— Start of Supplied records —

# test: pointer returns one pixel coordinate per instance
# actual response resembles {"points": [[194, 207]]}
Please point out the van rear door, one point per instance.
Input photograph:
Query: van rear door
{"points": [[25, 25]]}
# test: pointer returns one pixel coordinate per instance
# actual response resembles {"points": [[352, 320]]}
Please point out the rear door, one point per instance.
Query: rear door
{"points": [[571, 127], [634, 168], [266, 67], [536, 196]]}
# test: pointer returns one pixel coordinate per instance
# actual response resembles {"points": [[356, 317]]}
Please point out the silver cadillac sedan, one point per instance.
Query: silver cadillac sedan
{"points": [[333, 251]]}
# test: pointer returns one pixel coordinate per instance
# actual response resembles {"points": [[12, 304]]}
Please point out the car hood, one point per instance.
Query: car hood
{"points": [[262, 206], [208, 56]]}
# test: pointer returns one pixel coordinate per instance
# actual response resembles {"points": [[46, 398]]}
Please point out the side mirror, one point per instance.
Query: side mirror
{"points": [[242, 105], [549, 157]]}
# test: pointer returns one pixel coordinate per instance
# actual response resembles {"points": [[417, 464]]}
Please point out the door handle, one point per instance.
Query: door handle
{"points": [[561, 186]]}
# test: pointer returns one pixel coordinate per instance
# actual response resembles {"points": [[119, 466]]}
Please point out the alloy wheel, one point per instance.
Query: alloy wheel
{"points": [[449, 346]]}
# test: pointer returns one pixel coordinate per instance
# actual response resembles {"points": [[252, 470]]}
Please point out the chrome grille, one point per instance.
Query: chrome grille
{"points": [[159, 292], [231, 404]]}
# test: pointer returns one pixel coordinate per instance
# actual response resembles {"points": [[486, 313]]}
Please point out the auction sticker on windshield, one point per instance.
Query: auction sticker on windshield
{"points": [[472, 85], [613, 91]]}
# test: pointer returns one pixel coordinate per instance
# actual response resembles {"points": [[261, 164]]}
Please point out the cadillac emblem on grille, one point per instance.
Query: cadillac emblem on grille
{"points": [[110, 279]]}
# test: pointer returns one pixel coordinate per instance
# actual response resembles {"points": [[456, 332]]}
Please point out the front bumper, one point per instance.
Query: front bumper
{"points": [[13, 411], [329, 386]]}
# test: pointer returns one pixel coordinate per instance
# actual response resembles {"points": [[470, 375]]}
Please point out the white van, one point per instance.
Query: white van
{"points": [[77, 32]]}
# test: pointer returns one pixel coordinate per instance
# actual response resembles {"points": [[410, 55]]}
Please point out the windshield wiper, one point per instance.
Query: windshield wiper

— End of Supplied records —

Output every entry shown above, exactly.

**Exercise answer:**
# test: pointer returns one pixel coordinate per instance
# actual response resembles {"points": [[194, 207]]}
Please point out the van rear door, one point per instance.
Input photograph:
Query: van rear door
{"points": [[25, 25]]}
# test: pointer returns one pixel coordinate per instance
# actual response resembles {"points": [[352, 320]]}
Please point out the rear door, one point per instance.
Query: rear door
{"points": [[571, 127], [634, 168], [266, 67], [536, 196]]}
# test: pointer returns one pixel coordinate per instance
# actual response resembles {"points": [[356, 317]]}
Please point out the silver cadillac sedan, one point per instance.
Query: silver cadillac sedan
{"points": [[333, 251]]}
# test: pointer returns one pixel coordinate per instance
# actual response resembles {"points": [[12, 304]]}
Please point out the car hood, one point per instance.
Query: car hood
{"points": [[262, 206], [208, 56]]}
# test: pointer returns one pixel coordinate per instance
# actual response resembles {"points": [[46, 398]]}
Please point out the side mirror, one point per instance.
Query: side mirror
{"points": [[242, 105], [549, 157]]}
# test: pointer returns one pixel coordinate per instance
# actual response resembles {"points": [[417, 464]]}
Please point out the door handle, one point per instance.
Query: door handle
{"points": [[561, 186]]}
# test: pointer returns one pixel coordinate per instance
# actual response resembles {"points": [[119, 466]]}
Please point out the alloy wheel, one point per instance.
Query: alloy wheel
{"points": [[449, 346]]}
# test: pointer returns one pixel coordinate per instance
# actual response resembles {"points": [[252, 470]]}
Please point out the chrome grille, one point per instance.
Query: chrome grille
{"points": [[159, 292], [231, 404]]}
# test: pointer returns one pixel coordinate per instance
# actual response resembles {"points": [[486, 313]]}
Please point out the auction sticker on windshield, one point per instance.
Query: auction sticker on windshield
{"points": [[472, 85], [613, 91]]}
# test: pointer returns one pixel coordinate per instance
# actual response resembles {"points": [[261, 164]]}
Please point out the cadillac emblem on grille, one point per instance.
Query: cadillac emblem on grille
{"points": [[110, 279]]}
# test: pointer returns one pixel coordinate per instance
# actual response resembles {"points": [[456, 332]]}
Please point out the front bumper, one point per instance.
Query: front bumper
{"points": [[13, 411], [329, 386]]}
# test: pointer returns one pixel coordinate per instance
# actual response resembles {"points": [[470, 375]]}
Please point out the white van, one point per instance.
Query: white van
{"points": [[77, 32]]}
# test: pointer returns one pixel coordinate per instance
# actual response resembles {"points": [[410, 55]]}
Please point out the windshield wiper, one point per instance.
Query: windshield wiper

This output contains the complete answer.